YOUR TASK:
Pull out every line in the listing below that contains the string "white", and reproduce each one in full. The match is case-sensitive.

....................

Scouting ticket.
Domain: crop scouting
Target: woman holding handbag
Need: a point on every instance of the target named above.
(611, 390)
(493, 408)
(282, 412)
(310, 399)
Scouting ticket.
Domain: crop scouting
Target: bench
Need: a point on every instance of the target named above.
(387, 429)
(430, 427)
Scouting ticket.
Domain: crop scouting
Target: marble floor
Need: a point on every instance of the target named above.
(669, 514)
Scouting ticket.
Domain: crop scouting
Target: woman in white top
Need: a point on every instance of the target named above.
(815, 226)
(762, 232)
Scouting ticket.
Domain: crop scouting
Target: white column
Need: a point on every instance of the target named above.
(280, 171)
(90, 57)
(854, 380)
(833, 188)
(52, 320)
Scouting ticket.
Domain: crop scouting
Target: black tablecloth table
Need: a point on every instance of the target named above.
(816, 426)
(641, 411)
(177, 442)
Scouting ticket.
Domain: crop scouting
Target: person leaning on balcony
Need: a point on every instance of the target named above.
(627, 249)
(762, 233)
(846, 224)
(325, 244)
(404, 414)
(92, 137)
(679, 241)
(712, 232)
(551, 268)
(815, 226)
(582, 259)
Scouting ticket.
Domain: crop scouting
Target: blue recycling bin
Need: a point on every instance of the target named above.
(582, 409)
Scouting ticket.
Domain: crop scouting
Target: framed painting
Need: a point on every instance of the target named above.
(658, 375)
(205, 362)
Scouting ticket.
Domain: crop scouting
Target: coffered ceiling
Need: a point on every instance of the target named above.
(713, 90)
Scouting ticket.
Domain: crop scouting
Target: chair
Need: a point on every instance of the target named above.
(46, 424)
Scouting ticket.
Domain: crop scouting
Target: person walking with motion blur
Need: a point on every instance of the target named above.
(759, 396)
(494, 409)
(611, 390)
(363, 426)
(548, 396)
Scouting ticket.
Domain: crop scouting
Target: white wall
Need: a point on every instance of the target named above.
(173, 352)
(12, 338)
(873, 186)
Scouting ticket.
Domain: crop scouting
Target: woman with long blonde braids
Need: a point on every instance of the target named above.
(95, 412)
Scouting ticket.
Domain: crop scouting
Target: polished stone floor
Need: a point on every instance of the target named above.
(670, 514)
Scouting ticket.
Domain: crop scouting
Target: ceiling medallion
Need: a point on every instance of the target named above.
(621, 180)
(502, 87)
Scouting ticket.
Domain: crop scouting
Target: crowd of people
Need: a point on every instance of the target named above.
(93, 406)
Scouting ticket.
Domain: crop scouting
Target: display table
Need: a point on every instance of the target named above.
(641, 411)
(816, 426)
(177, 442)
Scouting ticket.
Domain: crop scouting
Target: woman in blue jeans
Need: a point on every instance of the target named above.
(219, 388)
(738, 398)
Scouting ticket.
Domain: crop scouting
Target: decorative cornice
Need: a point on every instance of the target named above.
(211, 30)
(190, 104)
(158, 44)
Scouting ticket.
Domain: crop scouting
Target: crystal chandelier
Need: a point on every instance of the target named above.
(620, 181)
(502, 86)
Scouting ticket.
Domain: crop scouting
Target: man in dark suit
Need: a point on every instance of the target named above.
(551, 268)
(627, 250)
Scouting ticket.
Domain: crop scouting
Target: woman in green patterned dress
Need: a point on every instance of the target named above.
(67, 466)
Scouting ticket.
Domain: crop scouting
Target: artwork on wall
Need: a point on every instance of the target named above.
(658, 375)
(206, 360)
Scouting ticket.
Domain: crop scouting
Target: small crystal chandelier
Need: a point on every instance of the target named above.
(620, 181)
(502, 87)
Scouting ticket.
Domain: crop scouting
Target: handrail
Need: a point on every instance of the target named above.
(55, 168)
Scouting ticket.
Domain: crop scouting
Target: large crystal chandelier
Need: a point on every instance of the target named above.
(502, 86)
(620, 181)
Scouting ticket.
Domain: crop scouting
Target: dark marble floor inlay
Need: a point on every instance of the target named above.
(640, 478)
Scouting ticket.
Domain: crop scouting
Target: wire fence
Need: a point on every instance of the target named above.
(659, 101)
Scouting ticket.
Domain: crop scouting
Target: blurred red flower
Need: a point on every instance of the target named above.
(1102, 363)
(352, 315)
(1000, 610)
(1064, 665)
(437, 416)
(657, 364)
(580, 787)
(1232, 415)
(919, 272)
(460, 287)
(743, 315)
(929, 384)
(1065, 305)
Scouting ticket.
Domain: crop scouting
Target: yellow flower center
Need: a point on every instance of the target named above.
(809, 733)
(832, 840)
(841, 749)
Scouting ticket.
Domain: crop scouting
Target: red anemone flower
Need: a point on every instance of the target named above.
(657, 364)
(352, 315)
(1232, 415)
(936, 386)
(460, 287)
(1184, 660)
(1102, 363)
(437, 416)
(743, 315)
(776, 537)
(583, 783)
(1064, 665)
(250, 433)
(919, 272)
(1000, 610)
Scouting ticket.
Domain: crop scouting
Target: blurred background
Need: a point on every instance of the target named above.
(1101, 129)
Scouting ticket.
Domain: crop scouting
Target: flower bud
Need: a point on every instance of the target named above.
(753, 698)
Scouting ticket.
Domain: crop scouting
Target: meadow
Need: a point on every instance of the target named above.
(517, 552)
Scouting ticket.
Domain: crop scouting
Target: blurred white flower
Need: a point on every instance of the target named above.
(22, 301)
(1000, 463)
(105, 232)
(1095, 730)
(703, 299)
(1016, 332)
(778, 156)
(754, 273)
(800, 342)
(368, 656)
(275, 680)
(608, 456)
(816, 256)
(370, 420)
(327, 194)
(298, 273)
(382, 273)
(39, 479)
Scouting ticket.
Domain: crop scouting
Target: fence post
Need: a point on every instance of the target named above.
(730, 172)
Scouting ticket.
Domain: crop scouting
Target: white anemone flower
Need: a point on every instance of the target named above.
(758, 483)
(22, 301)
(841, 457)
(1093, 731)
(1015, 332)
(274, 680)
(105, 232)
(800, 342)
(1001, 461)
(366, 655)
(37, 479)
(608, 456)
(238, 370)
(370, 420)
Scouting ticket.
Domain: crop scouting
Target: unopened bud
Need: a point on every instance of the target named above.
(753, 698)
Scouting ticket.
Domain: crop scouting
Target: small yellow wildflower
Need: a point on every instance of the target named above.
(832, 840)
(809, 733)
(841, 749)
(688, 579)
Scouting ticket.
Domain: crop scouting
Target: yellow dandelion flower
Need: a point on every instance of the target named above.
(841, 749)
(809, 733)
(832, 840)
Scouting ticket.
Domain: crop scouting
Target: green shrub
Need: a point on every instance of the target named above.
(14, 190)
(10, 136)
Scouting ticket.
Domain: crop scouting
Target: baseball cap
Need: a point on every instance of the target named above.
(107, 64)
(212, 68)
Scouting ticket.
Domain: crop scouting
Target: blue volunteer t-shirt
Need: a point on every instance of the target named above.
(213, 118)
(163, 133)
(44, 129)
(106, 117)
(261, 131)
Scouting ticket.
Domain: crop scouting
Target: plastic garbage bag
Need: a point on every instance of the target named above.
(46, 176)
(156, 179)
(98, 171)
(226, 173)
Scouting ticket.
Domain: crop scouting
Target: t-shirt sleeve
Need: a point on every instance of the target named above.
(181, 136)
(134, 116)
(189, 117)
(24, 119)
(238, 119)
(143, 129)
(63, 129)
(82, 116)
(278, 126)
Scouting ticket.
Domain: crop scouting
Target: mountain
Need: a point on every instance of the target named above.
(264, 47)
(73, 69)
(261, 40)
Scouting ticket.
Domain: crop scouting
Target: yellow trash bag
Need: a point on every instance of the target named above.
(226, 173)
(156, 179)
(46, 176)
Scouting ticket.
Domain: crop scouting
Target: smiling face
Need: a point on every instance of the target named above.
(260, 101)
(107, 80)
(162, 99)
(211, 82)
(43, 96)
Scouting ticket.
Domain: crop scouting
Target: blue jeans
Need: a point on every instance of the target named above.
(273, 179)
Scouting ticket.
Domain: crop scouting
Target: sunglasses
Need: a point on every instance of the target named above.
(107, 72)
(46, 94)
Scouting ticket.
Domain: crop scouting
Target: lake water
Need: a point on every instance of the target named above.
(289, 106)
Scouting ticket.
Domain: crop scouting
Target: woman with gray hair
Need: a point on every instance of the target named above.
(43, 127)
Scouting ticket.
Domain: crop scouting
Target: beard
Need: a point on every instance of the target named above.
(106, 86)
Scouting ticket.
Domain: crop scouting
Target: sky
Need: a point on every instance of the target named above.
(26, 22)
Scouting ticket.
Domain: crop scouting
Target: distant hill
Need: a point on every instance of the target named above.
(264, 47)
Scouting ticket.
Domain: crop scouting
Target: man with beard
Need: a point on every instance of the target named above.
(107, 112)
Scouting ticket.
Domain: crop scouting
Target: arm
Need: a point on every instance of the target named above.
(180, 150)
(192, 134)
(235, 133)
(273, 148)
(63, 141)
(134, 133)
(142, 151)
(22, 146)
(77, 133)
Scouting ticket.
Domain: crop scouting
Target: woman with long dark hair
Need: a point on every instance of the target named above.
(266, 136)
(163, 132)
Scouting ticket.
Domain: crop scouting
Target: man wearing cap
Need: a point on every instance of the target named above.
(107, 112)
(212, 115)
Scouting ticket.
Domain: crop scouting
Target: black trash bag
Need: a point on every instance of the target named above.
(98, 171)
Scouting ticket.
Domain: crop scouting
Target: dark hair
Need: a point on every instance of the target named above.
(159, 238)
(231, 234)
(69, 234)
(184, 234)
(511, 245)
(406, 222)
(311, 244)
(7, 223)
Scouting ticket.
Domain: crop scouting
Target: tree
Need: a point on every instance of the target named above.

....................

FINISHED EXERCISE:
Target: woman in white top
Target: white column
Target: white wall
Target: blurred white flower
Target: white anemone flower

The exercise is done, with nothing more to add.